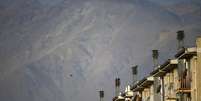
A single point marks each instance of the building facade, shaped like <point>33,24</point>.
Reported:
<point>178,79</point>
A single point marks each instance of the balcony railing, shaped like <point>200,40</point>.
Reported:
<point>184,85</point>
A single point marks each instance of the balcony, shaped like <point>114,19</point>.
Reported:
<point>184,85</point>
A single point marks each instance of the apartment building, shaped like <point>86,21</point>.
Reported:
<point>179,79</point>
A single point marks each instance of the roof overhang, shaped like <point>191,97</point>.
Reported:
<point>164,68</point>
<point>186,53</point>
<point>145,83</point>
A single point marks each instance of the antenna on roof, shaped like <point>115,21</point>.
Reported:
<point>155,55</point>
<point>117,86</point>
<point>101,94</point>
<point>180,38</point>
<point>134,73</point>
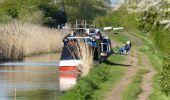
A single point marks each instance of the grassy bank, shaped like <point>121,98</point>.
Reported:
<point>133,89</point>
<point>156,61</point>
<point>18,40</point>
<point>97,82</point>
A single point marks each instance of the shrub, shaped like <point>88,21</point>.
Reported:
<point>165,76</point>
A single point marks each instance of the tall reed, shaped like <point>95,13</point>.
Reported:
<point>86,57</point>
<point>23,39</point>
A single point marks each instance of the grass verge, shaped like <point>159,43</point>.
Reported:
<point>133,89</point>
<point>97,83</point>
<point>156,61</point>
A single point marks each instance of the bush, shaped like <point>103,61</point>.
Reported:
<point>165,76</point>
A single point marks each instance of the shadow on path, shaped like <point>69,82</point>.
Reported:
<point>111,63</point>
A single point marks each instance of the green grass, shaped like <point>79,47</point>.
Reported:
<point>98,82</point>
<point>116,73</point>
<point>156,61</point>
<point>133,89</point>
<point>39,94</point>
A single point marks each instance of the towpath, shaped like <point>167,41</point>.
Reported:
<point>117,91</point>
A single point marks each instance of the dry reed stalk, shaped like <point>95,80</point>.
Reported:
<point>86,57</point>
<point>18,40</point>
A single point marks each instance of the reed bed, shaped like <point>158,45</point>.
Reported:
<point>86,57</point>
<point>24,39</point>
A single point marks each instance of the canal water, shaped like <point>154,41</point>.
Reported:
<point>34,78</point>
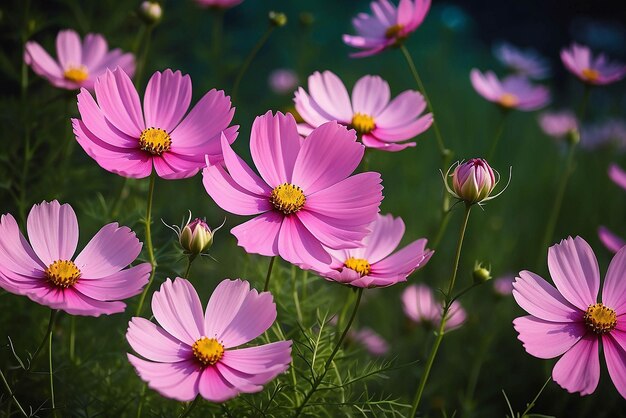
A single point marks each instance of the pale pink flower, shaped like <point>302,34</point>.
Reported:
<point>127,140</point>
<point>525,62</point>
<point>78,64</point>
<point>304,197</point>
<point>596,71</point>
<point>569,320</point>
<point>420,306</point>
<point>513,92</point>
<point>380,123</point>
<point>387,26</point>
<point>372,264</point>
<point>190,352</point>
<point>46,271</point>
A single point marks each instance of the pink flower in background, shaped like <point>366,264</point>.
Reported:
<point>190,352</point>
<point>91,284</point>
<point>220,4</point>
<point>597,71</point>
<point>386,26</point>
<point>78,63</point>
<point>513,92</point>
<point>372,264</point>
<point>283,80</point>
<point>611,241</point>
<point>569,320</point>
<point>126,140</point>
<point>305,196</point>
<point>525,62</point>
<point>380,123</point>
<point>558,124</point>
<point>420,306</point>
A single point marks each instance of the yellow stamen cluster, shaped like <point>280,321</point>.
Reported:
<point>363,123</point>
<point>62,273</point>
<point>508,100</point>
<point>600,319</point>
<point>207,351</point>
<point>76,74</point>
<point>156,141</point>
<point>590,74</point>
<point>287,198</point>
<point>360,265</point>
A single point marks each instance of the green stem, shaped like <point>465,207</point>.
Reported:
<point>446,154</point>
<point>151,258</point>
<point>12,394</point>
<point>190,408</point>
<point>250,58</point>
<point>266,287</point>
<point>319,378</point>
<point>442,323</point>
<point>499,132</point>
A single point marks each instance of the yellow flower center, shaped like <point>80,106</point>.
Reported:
<point>63,273</point>
<point>156,141</point>
<point>590,74</point>
<point>360,265</point>
<point>363,123</point>
<point>508,100</point>
<point>287,198</point>
<point>207,351</point>
<point>393,31</point>
<point>76,74</point>
<point>600,319</point>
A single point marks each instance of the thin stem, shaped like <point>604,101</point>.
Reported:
<point>151,258</point>
<point>250,58</point>
<point>266,287</point>
<point>499,132</point>
<point>446,154</point>
<point>442,323</point>
<point>12,394</point>
<point>190,408</point>
<point>319,378</point>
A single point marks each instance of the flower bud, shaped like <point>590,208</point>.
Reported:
<point>151,12</point>
<point>196,237</point>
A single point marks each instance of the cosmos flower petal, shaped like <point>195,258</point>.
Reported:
<point>579,368</point>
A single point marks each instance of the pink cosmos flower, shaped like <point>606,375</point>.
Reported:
<point>190,353</point>
<point>420,306</point>
<point>569,320</point>
<point>513,92</point>
<point>126,140</point>
<point>305,196</point>
<point>219,4</point>
<point>525,62</point>
<point>597,71</point>
<point>79,63</point>
<point>91,284</point>
<point>380,123</point>
<point>386,26</point>
<point>558,124</point>
<point>372,264</point>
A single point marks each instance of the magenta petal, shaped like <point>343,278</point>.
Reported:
<point>176,306</point>
<point>153,343</point>
<point>110,250</point>
<point>53,231</point>
<point>120,285</point>
<point>538,298</point>
<point>178,380</point>
<point>546,339</point>
<point>259,235</point>
<point>574,270</point>
<point>579,368</point>
<point>167,99</point>
<point>274,145</point>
========================================================================
▶ [What this task involves]: Find the line with "A single point marks each instance of the cosmos". Transcribe it and every line after it exactly, through the end of the records above, and nothing else.

▶ [Solution below]:
A single point marks each instance of the cosmos flower petal, shaped like <point>195,258</point>.
Reported:
<point>579,368</point>
A single point marks each instance of the pink cosmos flower, shaped like <point>606,375</point>.
Reported:
<point>190,353</point>
<point>420,306</point>
<point>569,320</point>
<point>513,92</point>
<point>126,140</point>
<point>305,196</point>
<point>219,4</point>
<point>525,62</point>
<point>597,71</point>
<point>79,63</point>
<point>91,284</point>
<point>380,123</point>
<point>386,26</point>
<point>558,124</point>
<point>372,264</point>
A single point marks each instance of the magenta petal, shaped like <point>343,278</point>.
Reported:
<point>176,306</point>
<point>153,343</point>
<point>110,250</point>
<point>53,231</point>
<point>120,285</point>
<point>538,298</point>
<point>178,380</point>
<point>546,339</point>
<point>259,235</point>
<point>574,270</point>
<point>579,368</point>
<point>167,99</point>
<point>274,145</point>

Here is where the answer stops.